Fragment dokumentu:
——————————

W Michniowie upamiętniono ofiary pacyfikacji wsi. Dziś (środa, 12 lipca) przypada 80. rocznica tej tragedii. 12 i 13 lipca 1943 roku Niemcy otoczyli wieś i spalili ją, brutalnie mordując ponad 200 mieszkańców Michniowa, w tym kobiety i dzieci. Najmłodsza ofiara miała zaledwie 9 dni.
Uroczystość odbyła się przy mogile pomordowanych. Ustawiono tam ołtarz polowy, przy którym sprawowana była msza święta w intencji ofiar.
Biskup kielecki Jan Piotrowski mówił w homilii, że nie ma usprawiedliwienia do mordu dokonanego na mieszkańcach Ziemi Świętokrzyskiej.

——————————

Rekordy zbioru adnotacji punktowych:
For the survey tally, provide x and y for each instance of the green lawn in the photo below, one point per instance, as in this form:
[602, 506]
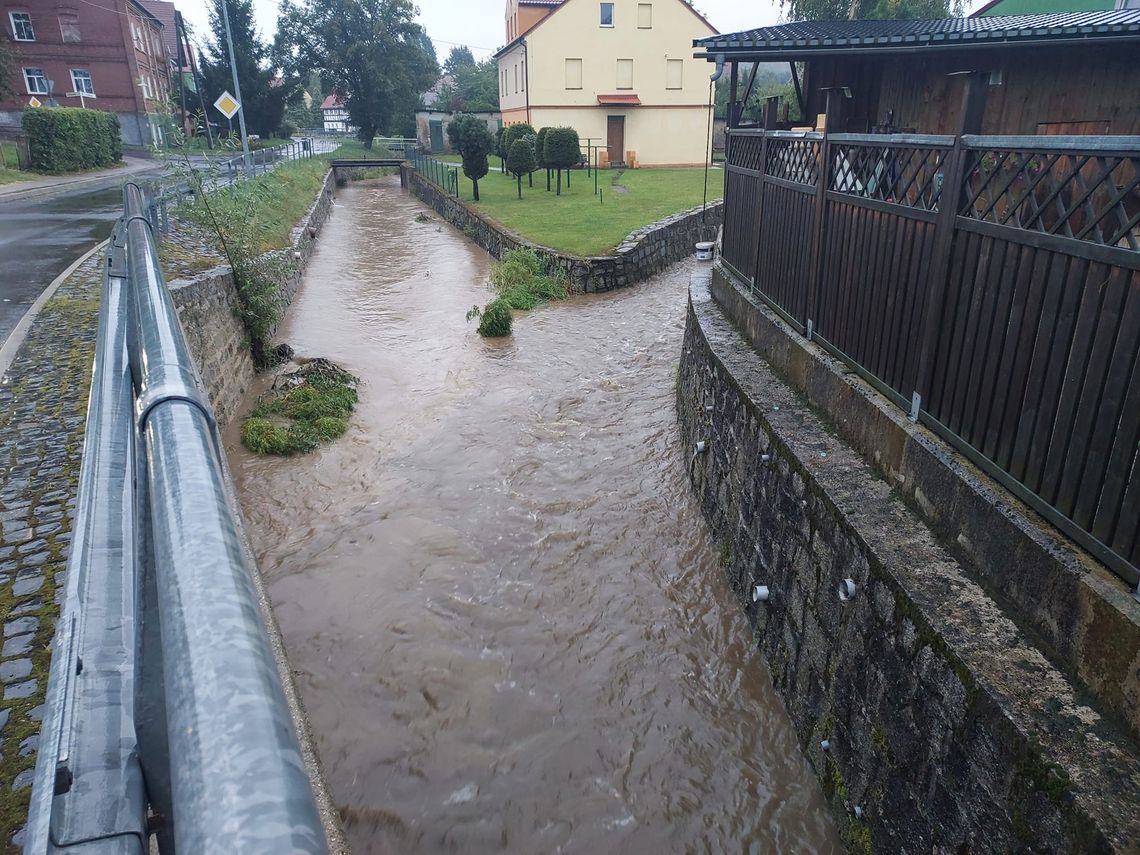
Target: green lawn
[583, 224]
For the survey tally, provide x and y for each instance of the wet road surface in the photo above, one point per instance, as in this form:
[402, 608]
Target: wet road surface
[40, 237]
[506, 619]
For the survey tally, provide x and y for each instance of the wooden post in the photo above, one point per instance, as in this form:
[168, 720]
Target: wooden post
[815, 282]
[759, 203]
[733, 82]
[770, 112]
[974, 103]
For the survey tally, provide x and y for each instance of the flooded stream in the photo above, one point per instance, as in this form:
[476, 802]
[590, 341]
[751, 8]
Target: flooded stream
[507, 621]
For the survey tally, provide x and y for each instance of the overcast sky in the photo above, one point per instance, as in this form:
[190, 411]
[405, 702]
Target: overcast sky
[480, 23]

——————————

Polecenia:
**1.** Ile dni miała najmłodsza ofiara pacyfikacji Michniowa według tekstu o rocznicy tej tragedii?
**2.** Na podstawie tekstu o upamiętnieniu ofiar w Michniowie wyjaśnij, dlaczego 12 lipca przypada 80. rocznica tragedii.
**3.** Napisz dalszy ciąg tekstu o rocznicy pacyfikacji Michniowa, zaczynając od miejsca po jego ostatnim zdaniu.

Odpowiedzi do zadań:
**1.** Najmłodsza ofiara miała zaledwie 9 dni.

**2.** 12 i 13 lipca 1943 roku Niemcy otoczyli Michniów, spalili wieś i zamordowali ponad 200 mieszkańców. Uroczystość z 12 lipca przypada więc w 80. rocznicę tych wydarzeń.

**3.**
– Nawet wojna ma swoje prawa, a naziści nie przestrzegali nawet ich. Dziś nikt nie ma prawa bagatelizować ani ukrywać prawdy, bo tylko ona jest drogą do pojednania i wolności od nienawiści. Tę drogę wskazuje nam Jezus Chrystus – mówił biskup.
Rocznica pacyfikacji wsi to dla mieszkańców Michniowa niezwykle ważna data.
– Dla nas 12 i 13 lipca to święto. Na rocznicę trzeba było zawsze posprzątać, pomyć okna, dzieci wiedziały, że choć są wakacje, to w te dwa dni trzeba przyjść, aby się pomodlić. Jeżeli nawet ktoś musiał iść do pracy, to starał się w te dwa dni mieć urlop, przesuwało się żniwa, sianokosy, aby czas spędzić na wspominaniu i wspólnej modlitwie – mówiły mieszkanki Michniowa, które w imieniu mieszkańców składały kwiaty.
Obecny na uroczystości minister rolnictwa i rozwoju wsi Robert Telus mówił, że Michniów to szczególne miejsce, skropione krwią polskich bohaterów.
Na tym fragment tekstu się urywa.